◆ Task instructions: Write the records below out again exactly as given, with no images.

:: Input for this task

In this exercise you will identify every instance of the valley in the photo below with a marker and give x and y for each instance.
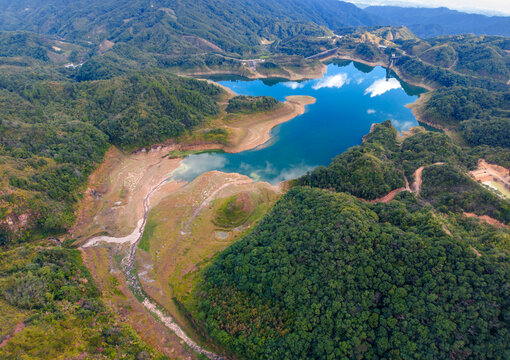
(241, 180)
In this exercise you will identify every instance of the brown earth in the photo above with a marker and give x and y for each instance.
(490, 172)
(416, 186)
(117, 295)
(487, 219)
(113, 202)
(184, 237)
(17, 329)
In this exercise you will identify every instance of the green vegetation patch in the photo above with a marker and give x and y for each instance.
(326, 276)
(235, 211)
(367, 171)
(251, 104)
(66, 317)
(449, 190)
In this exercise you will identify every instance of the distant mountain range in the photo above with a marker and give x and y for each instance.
(430, 22)
(181, 27)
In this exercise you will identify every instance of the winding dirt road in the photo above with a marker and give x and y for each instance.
(416, 187)
(129, 260)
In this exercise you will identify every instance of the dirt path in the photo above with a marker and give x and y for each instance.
(487, 219)
(416, 187)
(18, 328)
(256, 132)
(132, 279)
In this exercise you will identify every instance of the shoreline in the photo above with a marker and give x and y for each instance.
(309, 74)
(145, 178)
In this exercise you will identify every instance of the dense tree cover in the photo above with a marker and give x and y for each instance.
(251, 104)
(426, 148)
(430, 22)
(482, 116)
(454, 105)
(66, 315)
(449, 190)
(378, 166)
(22, 44)
(491, 131)
(167, 27)
(304, 45)
(366, 171)
(463, 60)
(325, 276)
(367, 51)
(53, 134)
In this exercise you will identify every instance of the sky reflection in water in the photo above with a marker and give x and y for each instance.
(350, 98)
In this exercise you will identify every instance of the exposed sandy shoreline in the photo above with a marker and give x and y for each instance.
(257, 131)
(311, 73)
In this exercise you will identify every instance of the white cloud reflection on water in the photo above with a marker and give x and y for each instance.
(195, 165)
(335, 81)
(294, 85)
(382, 86)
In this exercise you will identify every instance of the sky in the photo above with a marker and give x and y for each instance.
(490, 7)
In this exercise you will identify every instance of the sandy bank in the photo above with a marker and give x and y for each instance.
(305, 74)
(256, 130)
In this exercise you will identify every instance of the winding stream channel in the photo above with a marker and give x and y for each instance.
(350, 98)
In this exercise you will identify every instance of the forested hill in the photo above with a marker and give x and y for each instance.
(430, 22)
(327, 275)
(54, 133)
(181, 26)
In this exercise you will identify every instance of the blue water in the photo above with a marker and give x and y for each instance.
(350, 98)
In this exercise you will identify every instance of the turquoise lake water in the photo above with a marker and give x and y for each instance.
(350, 98)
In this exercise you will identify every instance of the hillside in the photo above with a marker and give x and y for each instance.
(177, 27)
(324, 275)
(431, 22)
(398, 249)
(376, 279)
(54, 134)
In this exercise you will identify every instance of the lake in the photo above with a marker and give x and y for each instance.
(350, 98)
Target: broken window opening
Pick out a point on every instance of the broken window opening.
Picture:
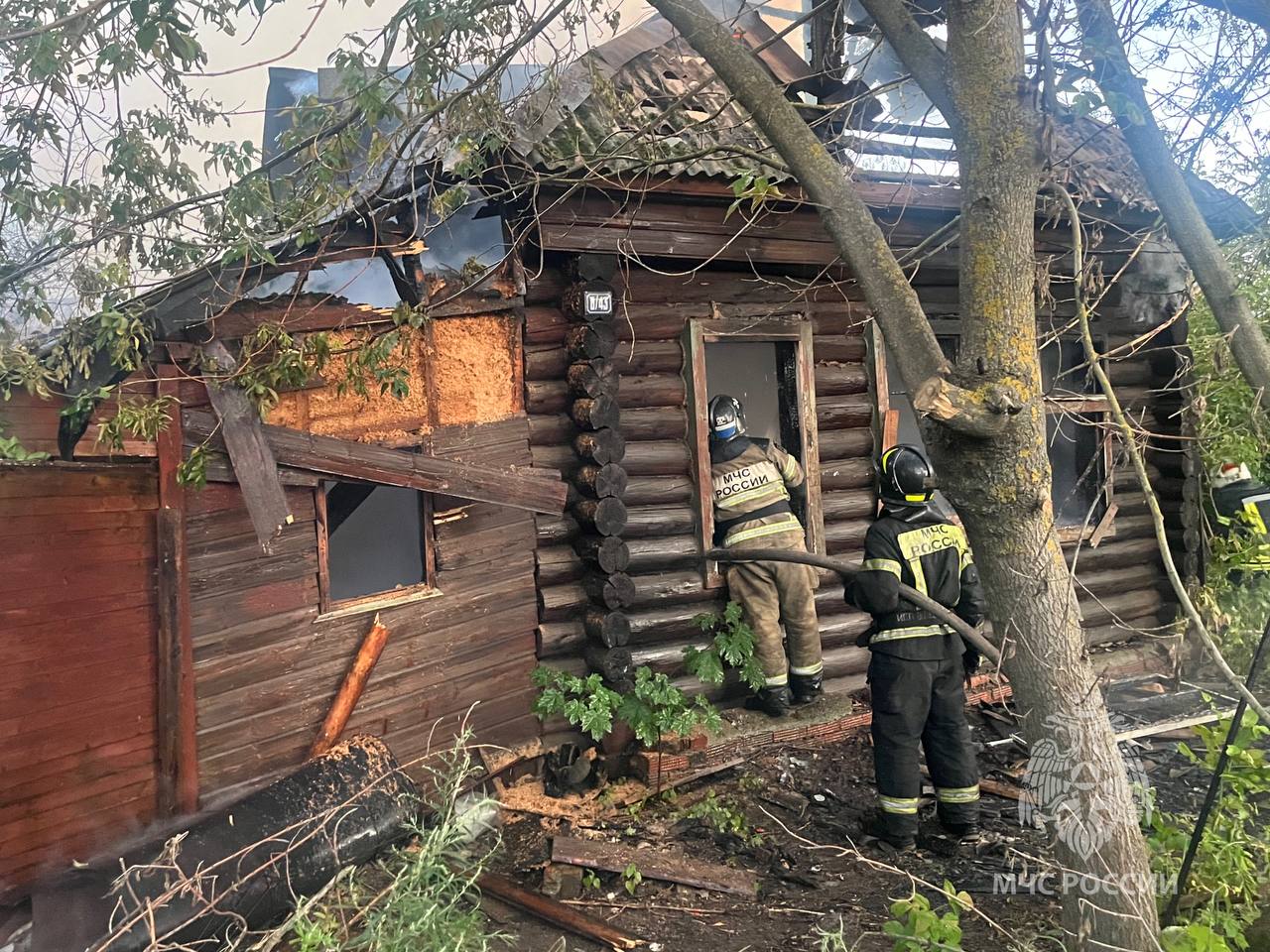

::::

◆ Task result:
In this exercise you will identify every instance of the valley in the photo below with a marker and give x and y for each instance.
(241, 180)
In this exercise you will identify every instance of the brown earth in the photo above with a marker and give x and y for each instance.
(490, 172)
(416, 186)
(117, 295)
(487, 219)
(113, 202)
(184, 237)
(17, 329)
In this exercise you will identify every instance of the green vegetation patch in the photo above with a marker and give x and y for each instance.
(326, 276)
(235, 211)
(367, 171)
(251, 104)
(66, 317)
(449, 190)
In this exercise you will identify every instance of the distant mountain range in the photo above with a marker and give x and y for each instance.
(430, 22)
(181, 27)
In this exercise you will identify every instance of the winding dirt road in the photo above with a marker and give x and y for each instance.
(416, 187)
(129, 260)
In this exercise you will identify every instance of the dirt path in the photo above with a marker and give x and y for each instance.
(487, 219)
(416, 187)
(18, 328)
(256, 132)
(132, 279)
In this exercise you will identify every instance of the shoreline in the photo above with a marker and give x and y for each instance.
(309, 74)
(145, 178)
In this exercise you will identify every instance of the dense tree cover in the photo above with a marker and give x and y for each instance.
(251, 104)
(426, 148)
(430, 22)
(482, 116)
(454, 105)
(66, 315)
(449, 190)
(378, 166)
(22, 44)
(491, 131)
(167, 27)
(304, 45)
(366, 171)
(463, 60)
(325, 276)
(367, 51)
(53, 134)
In this exercise you will identify every instance of the sky reflection in water in the photo above with a marker and give x and y for each instance.
(350, 98)
In this exercise you will identify every instance of the exposed sandy shoreline in the photo above with a marker and give x and y for each instance.
(257, 131)
(311, 73)
In this exercise you will identify every instance of the white cloud reflection on water in the photo above with a marker and give x and y for each instance.
(195, 165)
(335, 81)
(294, 85)
(382, 86)
In this exercise you will identify every instance of the sky in the photo above with a marker and give x and y for each instance.
(490, 7)
In this exercise you will identify every instance of the sandy bank in the photo above with a marker and give x and y for each instance.
(305, 74)
(256, 130)
In this exercise you will identify every instance of the winding stream channel in the photo above with a marker and give x and y for each instance.
(350, 98)
In this exercise you will identify every instance of the forested hill in the photo above with a marker and give x and y for each instance.
(430, 22)
(327, 275)
(54, 133)
(181, 26)
In this exercise you will identify every instance of the blue water in the photo above with a marker and give x and y for each instance.
(350, 98)
In this exercise you will identify every instance of the turquoise lake water in the photo above with a marker and give x and y for each instance.
(350, 98)
In this exercise you will identify every instance of the hillside in the photo above with a marker and give x and y for each instance.
(177, 27)
(324, 275)
(431, 22)
(398, 249)
(376, 279)
(54, 134)
In this exercise you will identify every instance of the lake in the photo above with a marker and give x and y for each instance.
(350, 98)
Target: broken window opening
Pick out a point on every instance of the broken window opening.
Picture:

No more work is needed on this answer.